**TASK GOAL**. Your task is to extract every line from the material below exactly.

**DATA PROVIDED**.
###

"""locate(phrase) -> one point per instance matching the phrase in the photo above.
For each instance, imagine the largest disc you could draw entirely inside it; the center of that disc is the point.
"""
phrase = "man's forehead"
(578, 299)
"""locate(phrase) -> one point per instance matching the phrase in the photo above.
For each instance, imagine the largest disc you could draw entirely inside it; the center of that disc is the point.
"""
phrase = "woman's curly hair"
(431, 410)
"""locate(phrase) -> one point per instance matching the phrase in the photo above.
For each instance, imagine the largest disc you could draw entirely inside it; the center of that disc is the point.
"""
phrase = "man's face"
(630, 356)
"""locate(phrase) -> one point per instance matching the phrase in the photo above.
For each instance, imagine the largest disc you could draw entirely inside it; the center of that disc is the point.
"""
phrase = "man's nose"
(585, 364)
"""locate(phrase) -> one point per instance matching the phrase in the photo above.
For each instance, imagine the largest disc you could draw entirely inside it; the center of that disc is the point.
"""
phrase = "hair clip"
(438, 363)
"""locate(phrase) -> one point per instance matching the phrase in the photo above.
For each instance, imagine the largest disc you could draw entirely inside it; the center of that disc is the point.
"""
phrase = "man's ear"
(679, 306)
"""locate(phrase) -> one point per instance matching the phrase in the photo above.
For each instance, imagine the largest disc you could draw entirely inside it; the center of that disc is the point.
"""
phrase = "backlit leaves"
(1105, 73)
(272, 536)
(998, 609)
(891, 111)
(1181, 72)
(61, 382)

###

**EXERCISE RESULT**.
"""locate(phrase) -> one point per instance matching the phrase in the photo above.
For each instance, imagine the largest disc you could draw entirely inside it; the center of that disc is the point.
"""
phrase = "man's forehead"
(578, 299)
"""locate(phrase) -> one point per instance matching the phrase in the photo above.
For each instance, imagine the largest disc you could draw entirely inside it; the center of that disc is the point.
"""
phrase = "woman's curly hair"
(431, 410)
"""locate(phrase) -> one point per instance matching the phrase in the photo above.
For each instance, imagine the largest disc you could draw entirely inside it; the center of that disc is the point.
"""
phrase = "man's face"
(630, 356)
"""locate(phrase) -> one point per instance matching the phrase in the photo above.
For each instance, imagine the largest disc you could draw entirely inside it; the center of that disc is the point.
"""
phrase = "man's nose"
(585, 364)
"""locate(phrase) -> one point per instance matching the phrase in the photo above.
For each instance, imagine the largest disc you could draw entirely inside it; the center of that disc is the point.
"""
phrase = "hair clip"
(438, 363)
"""locate(phrase) -> one point per instance matching the phrase in the photo above.
For each instance, imagine the largest disc you could draw entirely inside it; the center of that disc is the point.
"""
phrase = "man's ear"
(679, 306)
"""locate(phrase) -> one point per instance matching the phrase in the photo above.
For each instance, imagine the largest disc you could draw entirely inside it; the center of that disc is the point.
"""
phrase = "backlit leaves"
(1105, 73)
(272, 536)
(998, 609)
(891, 111)
(1181, 72)
(61, 382)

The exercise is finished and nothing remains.